◆ **Problem requirements**:
Retype the entries exactly. Include every line.

- - -

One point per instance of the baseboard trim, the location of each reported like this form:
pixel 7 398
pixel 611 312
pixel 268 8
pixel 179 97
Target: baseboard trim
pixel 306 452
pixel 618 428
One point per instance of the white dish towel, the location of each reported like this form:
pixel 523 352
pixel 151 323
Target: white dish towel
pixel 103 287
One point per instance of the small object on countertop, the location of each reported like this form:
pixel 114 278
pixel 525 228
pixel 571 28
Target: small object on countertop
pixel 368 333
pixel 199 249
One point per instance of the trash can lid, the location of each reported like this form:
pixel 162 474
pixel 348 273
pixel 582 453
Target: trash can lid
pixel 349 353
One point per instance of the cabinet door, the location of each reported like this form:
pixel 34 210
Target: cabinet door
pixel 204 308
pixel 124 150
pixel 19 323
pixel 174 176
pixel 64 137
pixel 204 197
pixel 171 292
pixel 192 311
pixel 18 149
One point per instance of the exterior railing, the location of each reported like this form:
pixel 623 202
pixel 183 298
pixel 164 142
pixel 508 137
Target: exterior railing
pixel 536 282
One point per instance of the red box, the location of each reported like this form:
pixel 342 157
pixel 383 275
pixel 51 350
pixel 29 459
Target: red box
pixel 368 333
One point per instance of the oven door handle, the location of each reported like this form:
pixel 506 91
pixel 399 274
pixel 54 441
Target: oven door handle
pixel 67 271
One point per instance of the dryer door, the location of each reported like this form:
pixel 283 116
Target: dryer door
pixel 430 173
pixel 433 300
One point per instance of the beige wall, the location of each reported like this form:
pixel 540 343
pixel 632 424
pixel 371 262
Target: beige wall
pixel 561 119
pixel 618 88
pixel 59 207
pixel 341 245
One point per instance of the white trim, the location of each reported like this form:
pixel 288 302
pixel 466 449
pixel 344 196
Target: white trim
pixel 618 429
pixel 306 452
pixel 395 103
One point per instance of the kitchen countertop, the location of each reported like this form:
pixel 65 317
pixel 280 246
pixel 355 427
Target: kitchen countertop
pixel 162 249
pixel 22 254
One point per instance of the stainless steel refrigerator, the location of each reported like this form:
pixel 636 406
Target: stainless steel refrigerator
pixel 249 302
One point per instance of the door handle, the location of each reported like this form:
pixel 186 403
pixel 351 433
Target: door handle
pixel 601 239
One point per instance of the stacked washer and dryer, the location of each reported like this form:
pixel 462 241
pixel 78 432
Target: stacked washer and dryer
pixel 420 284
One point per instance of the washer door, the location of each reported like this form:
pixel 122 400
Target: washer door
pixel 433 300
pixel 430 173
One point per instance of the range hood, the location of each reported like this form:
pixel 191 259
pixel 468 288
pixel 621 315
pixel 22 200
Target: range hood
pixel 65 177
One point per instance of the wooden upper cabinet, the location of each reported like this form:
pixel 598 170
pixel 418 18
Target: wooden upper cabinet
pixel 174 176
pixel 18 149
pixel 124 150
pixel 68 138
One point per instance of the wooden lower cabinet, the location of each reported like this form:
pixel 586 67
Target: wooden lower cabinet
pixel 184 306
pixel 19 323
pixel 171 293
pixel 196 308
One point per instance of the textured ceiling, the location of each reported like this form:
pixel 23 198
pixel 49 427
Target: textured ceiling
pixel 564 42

- - -

◆ **Result of the exercise**:
One point per instance of the baseboard trim, the location of each reported like this form:
pixel 7 398
pixel 611 312
pixel 268 8
pixel 179 97
Target: baseboard trim
pixel 306 452
pixel 618 428
One point per instance of the white dish towel, the location of each reported like this form:
pixel 523 352
pixel 151 323
Target: white dish towel
pixel 103 287
One point per instance of the small object on countertop, the location of each reported like this form:
pixel 114 278
pixel 525 228
pixel 571 28
Target: small object on countertop
pixel 368 333
pixel 199 249
One point per instance of the trash can lid, the location of each reported like this form:
pixel 162 474
pixel 348 273
pixel 582 453
Target: trash can lid
pixel 349 353
One point per instance of the cabinet door, the location of each reported like this form:
pixel 34 210
Target: cabinet door
pixel 204 308
pixel 124 150
pixel 19 323
pixel 174 176
pixel 64 137
pixel 204 197
pixel 171 292
pixel 192 311
pixel 18 149
One point per instance of the exterior railing, the location of each reported like this form:
pixel 623 202
pixel 183 298
pixel 164 142
pixel 508 137
Target: exterior railing
pixel 536 282
One point per instance of the red box, the location of each reported like this form:
pixel 342 157
pixel 383 275
pixel 51 350
pixel 29 459
Target: red box
pixel 368 333
One point per instance of the oven door handle, the location of each reported like this form:
pixel 506 91
pixel 399 274
pixel 54 441
Target: oven door handle
pixel 67 271
One point per instance of the dryer door, the location of each reported like this form:
pixel 283 116
Target: dryer door
pixel 430 173
pixel 433 300
One point per instance of the beige wall, the location of each reported like this form:
pixel 540 343
pixel 632 424
pixel 371 262
Target: beige wall
pixel 561 119
pixel 618 88
pixel 59 207
pixel 341 245
One point per instance of the white trim, the location of each reported like this form:
pixel 288 302
pixel 466 449
pixel 344 196
Target: white trim
pixel 618 429
pixel 306 452
pixel 395 103
One point per instance of the kitchen countertop, the location of each reported like this form:
pixel 65 317
pixel 280 246
pixel 355 427
Target: kitchen countertop
pixel 162 249
pixel 22 254
One point per instance of the stainless steel refrigerator, the location of each reported like this form:
pixel 636 406
Target: stainless steel refrigerator
pixel 249 302
One point per instance of the door handle, the location of each reported like this form:
pixel 186 403
pixel 351 433
Target: door handle
pixel 601 239
One point per instance of the stacked washer and dryer, the location of each reported like this form:
pixel 462 241
pixel 78 432
Target: stacked washer and dryer
pixel 420 284
One point per instance of the washer door, the location of each reported like this form:
pixel 122 400
Target: washer door
pixel 433 300
pixel 430 173
One point per instance of the range hood, the location of each reported like this form:
pixel 191 259
pixel 468 288
pixel 621 315
pixel 22 200
Target: range hood
pixel 65 177
One point per instance of the wooden upper cabinet, the location of each reported like this form:
pixel 598 170
pixel 418 18
Target: wooden upper cabinet
pixel 174 176
pixel 18 149
pixel 124 150
pixel 68 138
One point per instance of the wooden lower cabinet, the location of each reported like this form:
pixel 586 67
Target: wooden lower cabinet
pixel 184 306
pixel 19 323
pixel 171 293
pixel 196 308
One point per instance of the textured ceiling, the location of each reported like this form:
pixel 23 198
pixel 49 427
Target: textured ceiling
pixel 564 42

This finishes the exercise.